> DOCUMENT PASSAGE:
— begin —

Show that $f(x)$ defined by $f(x)=\frac{1}{n}$, if $\frac{1}{n+1}<x<\frac{1}{n}, n=1,2,3,...$ and $f(0)=0$ is Riemann integrable on $[0,1]$. Also show that $$\int_0^1f(x) dx=\frac{\pi ^2}{6}-1$$
I know that I can use $\displaystyle \sum_{n=1}^\infty\frac{1}{n^2}=\frac{\pi^2}{6} $ to solve this. But I can't get the required form.
$$ \begin{align} \int_0^1f(x)\,\mathrm{d}x &=\sum_{k=1}^\infty\int_{\frac1{n+1}}^{\frac1n}f(x)\,\mathrm{d}x\\ &=\sum_{n=1}^\infty\int_{\frac1{n+1}}^{\frac1n}\frac1n\,\mathrm{d}x\\ &=\sum_{n=1}^\infty\frac1n\left(\frac1n-\frac1{n+1}\right)\\ &=\sum_{n=1}^\infty\frac1{n^2}-\sum_{n=1}^\infty\frac1{n(n+1)}\\ &=\frac{\pi^2}{6}-\sum_{n=1}^\infty\left(\frac1n-\frac1{n+1}\right)\\ &=\frac{\pi^2}{6}-1 \end{align} $$ Note that any sub-partition of $P=\left\{\left[\frac1{n+1},\frac1n\right]\right\}$ yields the same answer (since $f$ is constant on each interval). To reduce this to a finite partition, we only need to notice that on $\left[0,\frac1n\right]$, $|f(0)|\le\frac1n$. Therefore, any finite sub-partition of $P$ contained in $\left[\frac1n,1\right]$ yields the same answer and is within $\frac1{n^2}$ of any sub-partition of $P$ on a larger interval. This shows that $f$ is Riemann integrable.

— end —

Dataset excerpt:
— begin —

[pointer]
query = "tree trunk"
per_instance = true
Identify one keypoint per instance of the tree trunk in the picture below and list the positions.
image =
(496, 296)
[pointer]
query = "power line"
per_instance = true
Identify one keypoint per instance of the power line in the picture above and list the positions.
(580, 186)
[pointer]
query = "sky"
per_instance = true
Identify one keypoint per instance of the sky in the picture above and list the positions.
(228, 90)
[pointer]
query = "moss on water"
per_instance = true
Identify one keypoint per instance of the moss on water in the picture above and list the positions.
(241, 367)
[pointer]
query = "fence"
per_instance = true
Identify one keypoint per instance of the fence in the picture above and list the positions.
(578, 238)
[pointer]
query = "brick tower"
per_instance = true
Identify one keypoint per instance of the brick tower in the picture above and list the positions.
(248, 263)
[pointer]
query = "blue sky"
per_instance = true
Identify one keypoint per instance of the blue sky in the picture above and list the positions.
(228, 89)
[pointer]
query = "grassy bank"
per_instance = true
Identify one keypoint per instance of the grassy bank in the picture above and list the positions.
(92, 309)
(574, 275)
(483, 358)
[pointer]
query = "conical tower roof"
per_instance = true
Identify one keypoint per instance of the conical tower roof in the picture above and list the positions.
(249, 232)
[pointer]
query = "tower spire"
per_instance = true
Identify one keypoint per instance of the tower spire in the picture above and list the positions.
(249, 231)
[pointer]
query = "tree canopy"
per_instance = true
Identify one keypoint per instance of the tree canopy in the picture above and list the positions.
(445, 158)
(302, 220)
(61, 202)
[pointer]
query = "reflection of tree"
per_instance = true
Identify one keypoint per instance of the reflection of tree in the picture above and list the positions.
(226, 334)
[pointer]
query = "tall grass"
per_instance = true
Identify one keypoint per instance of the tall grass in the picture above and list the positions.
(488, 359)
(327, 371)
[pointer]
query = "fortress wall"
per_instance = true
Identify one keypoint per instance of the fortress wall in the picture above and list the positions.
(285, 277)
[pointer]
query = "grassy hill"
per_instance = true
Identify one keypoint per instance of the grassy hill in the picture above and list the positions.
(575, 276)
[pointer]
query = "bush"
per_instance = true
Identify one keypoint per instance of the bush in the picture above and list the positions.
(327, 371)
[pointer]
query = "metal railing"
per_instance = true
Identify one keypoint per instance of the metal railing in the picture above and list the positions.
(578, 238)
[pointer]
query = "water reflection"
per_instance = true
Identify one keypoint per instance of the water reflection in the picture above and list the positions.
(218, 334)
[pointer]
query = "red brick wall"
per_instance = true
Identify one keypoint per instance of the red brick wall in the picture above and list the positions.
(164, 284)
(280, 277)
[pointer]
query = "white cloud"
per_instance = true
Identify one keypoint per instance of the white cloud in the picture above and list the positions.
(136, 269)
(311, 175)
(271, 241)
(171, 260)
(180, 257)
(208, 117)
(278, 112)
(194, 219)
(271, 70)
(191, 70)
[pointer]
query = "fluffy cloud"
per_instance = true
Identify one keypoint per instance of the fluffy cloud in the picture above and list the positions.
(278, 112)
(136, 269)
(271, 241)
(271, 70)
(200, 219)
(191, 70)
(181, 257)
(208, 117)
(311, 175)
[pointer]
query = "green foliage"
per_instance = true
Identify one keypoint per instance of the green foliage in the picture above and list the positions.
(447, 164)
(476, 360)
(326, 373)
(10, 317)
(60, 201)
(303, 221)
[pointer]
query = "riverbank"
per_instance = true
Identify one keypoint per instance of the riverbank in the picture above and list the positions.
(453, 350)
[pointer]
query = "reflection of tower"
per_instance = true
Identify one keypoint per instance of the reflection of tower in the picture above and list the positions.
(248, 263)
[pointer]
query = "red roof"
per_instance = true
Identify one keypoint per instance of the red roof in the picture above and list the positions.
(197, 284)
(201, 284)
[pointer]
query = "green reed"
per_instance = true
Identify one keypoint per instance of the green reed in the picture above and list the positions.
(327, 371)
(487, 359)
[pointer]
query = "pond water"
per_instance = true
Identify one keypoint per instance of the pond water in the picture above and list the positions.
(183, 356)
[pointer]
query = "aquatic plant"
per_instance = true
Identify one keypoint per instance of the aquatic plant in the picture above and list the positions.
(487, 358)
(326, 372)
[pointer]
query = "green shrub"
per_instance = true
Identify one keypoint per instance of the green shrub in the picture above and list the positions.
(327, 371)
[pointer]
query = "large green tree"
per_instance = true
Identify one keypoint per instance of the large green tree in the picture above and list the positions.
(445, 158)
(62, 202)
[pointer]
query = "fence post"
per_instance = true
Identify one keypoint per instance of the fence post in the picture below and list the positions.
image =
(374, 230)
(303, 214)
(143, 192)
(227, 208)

— end —

> YOUR TASKS:
a: Answer these questions about the thread on integrating f over [0,1]:
(i) What value is f given at x = 0?
(ii) Which series sum does the asker say they know they can use?
(iii) According to the reply, why does any sub-partition of P yield the same answer?
b: Write what follows in the thread on integrating f over [0,1], starting after its final sentence.

> ANSWERS PROVIDED:
a:
(i) f(0) = 0.
(ii) The sum of 1/n^2 from n = 1 to infinity, which equals π^2/6.
(iii) Because f is constant on each interval.

b:
You are asking about $$\int_0^1 \frac{1}{Floor(\frac{1}{x})}dx$$ I love this problem. I saw this first when I was taking Calc I and now I always give this to my students. Here is a snippets from a detailed writeup I have.
Fact I: The function $f(x)=g(x)$ on the interval [0,1] where \begin{eqnarray*} g(x)=\left\{ \begin{array}{ll} \frac{1}{n} & \textrm{ for }x \in \left(\frac{1}{n+1},\frac{1}{n}\right] \textrm{ where } n \in \mathbb{N}\\ 0 & \textrm{ if } x=0 \end{array}\right. \end{eqnarray*}
Proof: At $x=0,\,f(x)=g(x)$ obviously.
Pick any $x\in(0,1]$ and let $n\in \mathbb{N}$ be the number such that $x\in\left(\frac{1}{n+1},\frac{1}{n}\right]$
$\Rightarrow \frac{1}{n+1}<x\leq\frac{1}{n}$
$\Rightarrow n+1>\frac{1}{x}\geq n$
$\Rightarrow Floor(1/x)=n$ by the definition of the floor function
$\Rightarrow \frac{1}{Floor(\frac{1}{x})}=1/n$
$\Rightarrow f(x)=g(x).$
This tells us that at every point $x$ where $x$ is a unit fraction, our function $f(x)$ has a jump discontinuity and everywhere else, $f(x)$ is a constant.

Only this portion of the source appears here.